TAREAS Y EJERCICIOS
A. Pasa al inglés esta oración del texto sobre el artículo 129.2: "La conclusión del estudio es sencilla, y a la vez urgente: la gobernanza corporativa que define nuestra economía moderna no solo está desactualizada, sino que está impulsando nuestras crisis planetarias y democráticas actuales."
B. En una a tres oraciones, explica por qué, según el texto sobre el artículo 129.2, una pieza de la arquitectura democrática de España ha quedado inacabada.

TEXTO PROPORCIONADO
● ● ● ●

Hay que desarrollar el artículo 129.2 de la Constitución, que permite que las personas que trabajan en las empresas participen en sus procesos de decisión

Hace casi cincuenta años, la transformación democrática de España inspiró al mundo: al emerger de la larga sombra de la dictadura franquista, el país redactó una nueva Constitución que prometía reconstruir su sociedad sobre los cimientos de la libertad y la igualdad de derechos. Sin embargo, durante cinco décadas, una pieza crítica de esa arquitectura democrática ha permanecido inacabada. Si bien los españoles ganaron el derecho a elegir a sus líderes en las urnas, han seguido sujetos a una autocracia obsoleta en su lugar de trabajo, al igual que la mayoría de las personas en el mundo....

He presidido una Comisión Internacional de Expertos y Expertas convocada por el Ministerio español de Trabajo, compuesta por colegas de instituciones académicas españolas e internacionales (Oxford, Harvard, la London School of Economics el European University Institute, entre otras). El 2 de febrero, nuestra comisión ha presentado un estudio exhaustivo sobre el artículo 129.2 de la Constitución Española, una cláusula casi olvidada que mandata la participación de las personas que trabajan en las decisiones y en la propiedad de las empresas. La conclusión del estudio es sencilla, y a la vez urgente: la gobernanza corporativa que define nuestra economía moderna no solo está desactualizada, sino que está impulsando nuestras crisis planetarias y democráticas actuales. Para salvar nuestros sistemas políticos y nuestro medio ambiente, debemos completar la transición democrática democratizando la empresa.

● ● ● ●

DATOS DE ORIGEN

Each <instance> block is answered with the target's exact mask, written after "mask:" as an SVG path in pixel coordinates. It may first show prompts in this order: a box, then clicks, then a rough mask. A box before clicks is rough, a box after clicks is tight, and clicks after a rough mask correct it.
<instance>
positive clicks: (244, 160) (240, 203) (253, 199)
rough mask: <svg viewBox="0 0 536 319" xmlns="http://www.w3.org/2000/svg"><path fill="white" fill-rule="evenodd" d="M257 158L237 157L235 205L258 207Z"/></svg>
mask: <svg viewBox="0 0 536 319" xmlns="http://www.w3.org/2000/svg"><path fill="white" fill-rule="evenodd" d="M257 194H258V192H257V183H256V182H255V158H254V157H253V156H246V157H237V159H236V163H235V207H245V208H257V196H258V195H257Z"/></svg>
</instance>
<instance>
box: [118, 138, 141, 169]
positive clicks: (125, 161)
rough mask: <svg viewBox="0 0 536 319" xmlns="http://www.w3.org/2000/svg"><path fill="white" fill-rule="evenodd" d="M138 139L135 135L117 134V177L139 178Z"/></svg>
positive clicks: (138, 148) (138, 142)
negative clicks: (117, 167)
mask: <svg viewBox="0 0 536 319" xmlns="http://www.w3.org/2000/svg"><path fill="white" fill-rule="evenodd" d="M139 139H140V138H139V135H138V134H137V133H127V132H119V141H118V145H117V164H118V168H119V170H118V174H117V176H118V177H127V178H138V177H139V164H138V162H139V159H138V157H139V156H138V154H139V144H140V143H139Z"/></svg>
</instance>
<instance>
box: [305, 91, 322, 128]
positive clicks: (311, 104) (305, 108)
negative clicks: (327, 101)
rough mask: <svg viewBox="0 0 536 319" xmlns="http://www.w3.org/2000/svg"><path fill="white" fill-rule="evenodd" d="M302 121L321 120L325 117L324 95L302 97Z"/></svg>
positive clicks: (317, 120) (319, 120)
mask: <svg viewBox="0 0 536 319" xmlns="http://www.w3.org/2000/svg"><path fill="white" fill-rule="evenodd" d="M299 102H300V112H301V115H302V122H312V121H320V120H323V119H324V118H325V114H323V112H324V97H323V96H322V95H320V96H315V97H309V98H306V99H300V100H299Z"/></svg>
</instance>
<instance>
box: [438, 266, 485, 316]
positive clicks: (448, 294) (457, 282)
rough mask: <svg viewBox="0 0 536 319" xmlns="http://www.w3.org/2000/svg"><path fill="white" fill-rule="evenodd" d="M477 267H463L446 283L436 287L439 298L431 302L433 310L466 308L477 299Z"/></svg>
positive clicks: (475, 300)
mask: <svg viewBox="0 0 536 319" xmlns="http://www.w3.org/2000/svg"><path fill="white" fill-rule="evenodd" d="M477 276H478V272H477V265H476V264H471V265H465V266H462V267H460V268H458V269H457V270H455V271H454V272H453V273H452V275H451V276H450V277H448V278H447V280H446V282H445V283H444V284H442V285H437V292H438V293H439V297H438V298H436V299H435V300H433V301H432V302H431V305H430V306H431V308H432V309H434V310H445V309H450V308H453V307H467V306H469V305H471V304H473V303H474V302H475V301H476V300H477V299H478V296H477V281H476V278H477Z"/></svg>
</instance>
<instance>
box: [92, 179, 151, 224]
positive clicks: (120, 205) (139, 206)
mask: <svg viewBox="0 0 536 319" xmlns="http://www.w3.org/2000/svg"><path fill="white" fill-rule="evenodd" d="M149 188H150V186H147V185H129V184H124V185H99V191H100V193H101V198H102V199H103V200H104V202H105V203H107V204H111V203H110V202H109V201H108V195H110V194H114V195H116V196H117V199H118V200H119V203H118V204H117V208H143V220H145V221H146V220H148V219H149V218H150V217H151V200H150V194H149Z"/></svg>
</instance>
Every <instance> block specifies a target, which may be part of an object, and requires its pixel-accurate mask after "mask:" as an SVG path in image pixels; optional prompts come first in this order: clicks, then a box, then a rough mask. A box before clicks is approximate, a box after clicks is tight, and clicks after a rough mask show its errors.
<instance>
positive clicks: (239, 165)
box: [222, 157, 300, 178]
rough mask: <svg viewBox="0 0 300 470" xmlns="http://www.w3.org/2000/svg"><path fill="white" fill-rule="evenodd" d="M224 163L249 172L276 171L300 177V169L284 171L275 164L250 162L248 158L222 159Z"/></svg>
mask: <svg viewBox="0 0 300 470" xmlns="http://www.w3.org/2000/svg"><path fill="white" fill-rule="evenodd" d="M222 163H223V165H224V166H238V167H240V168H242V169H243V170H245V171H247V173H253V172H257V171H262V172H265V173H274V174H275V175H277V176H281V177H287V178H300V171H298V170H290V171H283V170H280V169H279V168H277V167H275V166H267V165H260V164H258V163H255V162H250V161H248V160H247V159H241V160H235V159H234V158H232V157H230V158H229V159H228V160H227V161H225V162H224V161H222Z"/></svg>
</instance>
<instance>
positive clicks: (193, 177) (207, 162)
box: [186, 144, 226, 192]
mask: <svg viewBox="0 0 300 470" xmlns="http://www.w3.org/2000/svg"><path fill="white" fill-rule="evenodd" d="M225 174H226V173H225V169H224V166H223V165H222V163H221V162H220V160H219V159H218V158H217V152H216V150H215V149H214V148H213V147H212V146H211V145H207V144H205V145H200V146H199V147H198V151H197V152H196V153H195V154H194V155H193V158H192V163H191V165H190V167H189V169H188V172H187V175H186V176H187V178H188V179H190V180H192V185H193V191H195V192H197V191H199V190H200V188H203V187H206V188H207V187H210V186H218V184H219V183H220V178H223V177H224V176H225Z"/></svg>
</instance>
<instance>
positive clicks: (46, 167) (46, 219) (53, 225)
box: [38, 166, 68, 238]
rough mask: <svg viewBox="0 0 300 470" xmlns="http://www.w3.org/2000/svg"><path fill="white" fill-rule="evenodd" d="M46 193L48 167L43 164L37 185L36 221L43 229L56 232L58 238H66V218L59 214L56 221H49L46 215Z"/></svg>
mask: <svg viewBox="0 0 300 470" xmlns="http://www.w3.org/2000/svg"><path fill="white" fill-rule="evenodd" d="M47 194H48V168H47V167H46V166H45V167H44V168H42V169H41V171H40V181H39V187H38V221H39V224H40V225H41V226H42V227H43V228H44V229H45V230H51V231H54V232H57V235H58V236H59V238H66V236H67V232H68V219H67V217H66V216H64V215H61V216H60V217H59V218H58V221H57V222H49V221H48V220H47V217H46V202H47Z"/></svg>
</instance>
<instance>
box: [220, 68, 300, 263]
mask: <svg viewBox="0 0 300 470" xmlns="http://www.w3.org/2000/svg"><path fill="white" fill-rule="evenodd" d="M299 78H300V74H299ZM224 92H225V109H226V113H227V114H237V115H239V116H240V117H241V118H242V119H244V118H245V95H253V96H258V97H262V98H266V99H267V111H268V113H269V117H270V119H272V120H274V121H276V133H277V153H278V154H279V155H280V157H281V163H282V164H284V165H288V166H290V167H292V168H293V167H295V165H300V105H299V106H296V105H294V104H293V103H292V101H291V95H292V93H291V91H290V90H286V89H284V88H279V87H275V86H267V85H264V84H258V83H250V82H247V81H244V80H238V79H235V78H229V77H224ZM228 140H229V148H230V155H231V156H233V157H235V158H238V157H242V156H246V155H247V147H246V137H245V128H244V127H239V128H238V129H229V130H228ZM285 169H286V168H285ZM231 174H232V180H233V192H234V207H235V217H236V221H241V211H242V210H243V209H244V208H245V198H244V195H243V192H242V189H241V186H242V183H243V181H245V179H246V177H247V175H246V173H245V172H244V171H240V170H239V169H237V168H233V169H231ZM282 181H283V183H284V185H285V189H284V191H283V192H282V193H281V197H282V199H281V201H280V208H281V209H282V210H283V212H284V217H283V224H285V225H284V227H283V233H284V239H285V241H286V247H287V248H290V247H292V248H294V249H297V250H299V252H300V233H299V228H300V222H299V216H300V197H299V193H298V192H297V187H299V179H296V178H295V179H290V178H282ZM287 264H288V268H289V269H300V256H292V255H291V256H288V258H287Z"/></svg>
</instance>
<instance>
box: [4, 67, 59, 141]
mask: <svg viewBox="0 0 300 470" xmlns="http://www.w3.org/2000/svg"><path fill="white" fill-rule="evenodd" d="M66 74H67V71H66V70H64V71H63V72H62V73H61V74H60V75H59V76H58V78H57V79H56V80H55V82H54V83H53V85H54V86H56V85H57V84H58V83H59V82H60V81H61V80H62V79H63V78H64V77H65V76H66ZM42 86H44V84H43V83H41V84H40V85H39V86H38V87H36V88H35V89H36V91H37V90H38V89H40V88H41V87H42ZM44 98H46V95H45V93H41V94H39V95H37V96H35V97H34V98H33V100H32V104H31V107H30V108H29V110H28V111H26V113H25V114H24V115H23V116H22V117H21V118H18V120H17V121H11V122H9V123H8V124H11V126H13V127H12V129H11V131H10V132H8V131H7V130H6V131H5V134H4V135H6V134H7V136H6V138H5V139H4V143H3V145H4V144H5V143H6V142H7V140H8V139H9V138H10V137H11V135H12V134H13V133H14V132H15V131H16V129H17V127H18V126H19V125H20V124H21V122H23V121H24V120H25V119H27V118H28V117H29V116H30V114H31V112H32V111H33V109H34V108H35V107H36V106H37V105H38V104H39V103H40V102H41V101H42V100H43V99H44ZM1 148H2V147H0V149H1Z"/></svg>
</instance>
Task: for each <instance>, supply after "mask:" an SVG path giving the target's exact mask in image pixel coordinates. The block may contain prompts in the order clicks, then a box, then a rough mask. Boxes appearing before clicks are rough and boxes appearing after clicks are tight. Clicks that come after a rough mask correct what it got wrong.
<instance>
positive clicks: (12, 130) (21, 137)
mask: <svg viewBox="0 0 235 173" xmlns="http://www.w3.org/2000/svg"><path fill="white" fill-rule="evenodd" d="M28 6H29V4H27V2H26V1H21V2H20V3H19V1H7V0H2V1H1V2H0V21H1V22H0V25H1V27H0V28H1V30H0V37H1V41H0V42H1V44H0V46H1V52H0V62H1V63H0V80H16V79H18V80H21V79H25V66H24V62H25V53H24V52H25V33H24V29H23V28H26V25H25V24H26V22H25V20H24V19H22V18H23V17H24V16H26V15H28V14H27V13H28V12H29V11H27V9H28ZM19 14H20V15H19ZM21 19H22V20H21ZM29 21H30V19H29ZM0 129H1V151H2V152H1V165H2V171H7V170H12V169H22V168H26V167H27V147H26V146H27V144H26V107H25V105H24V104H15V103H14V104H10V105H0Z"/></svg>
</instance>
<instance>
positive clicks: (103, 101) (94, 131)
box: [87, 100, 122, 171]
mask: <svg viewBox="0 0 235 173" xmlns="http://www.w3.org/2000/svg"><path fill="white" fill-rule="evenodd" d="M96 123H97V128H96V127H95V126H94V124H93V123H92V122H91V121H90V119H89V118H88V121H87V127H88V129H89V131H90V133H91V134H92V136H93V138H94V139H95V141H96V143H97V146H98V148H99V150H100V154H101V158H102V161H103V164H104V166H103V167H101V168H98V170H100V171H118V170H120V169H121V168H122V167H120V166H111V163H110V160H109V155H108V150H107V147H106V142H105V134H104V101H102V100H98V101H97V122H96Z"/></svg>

● ● ● ●

RESPUESTAS ESCRITAS
A. The study's conclusion is simple, and at the same time urgent: the corporate governance that defines our modern economy is not only outdated, but is driving our current planetary and democratic crises.

B. Los españoles ganaron el derecho a elegir a sus líderes en las urnas. Sin embargo, en su lugar de trabajo han seguido sujetos a una autocracia obsoleta, al igual que la mayoría de las personas en el mundo.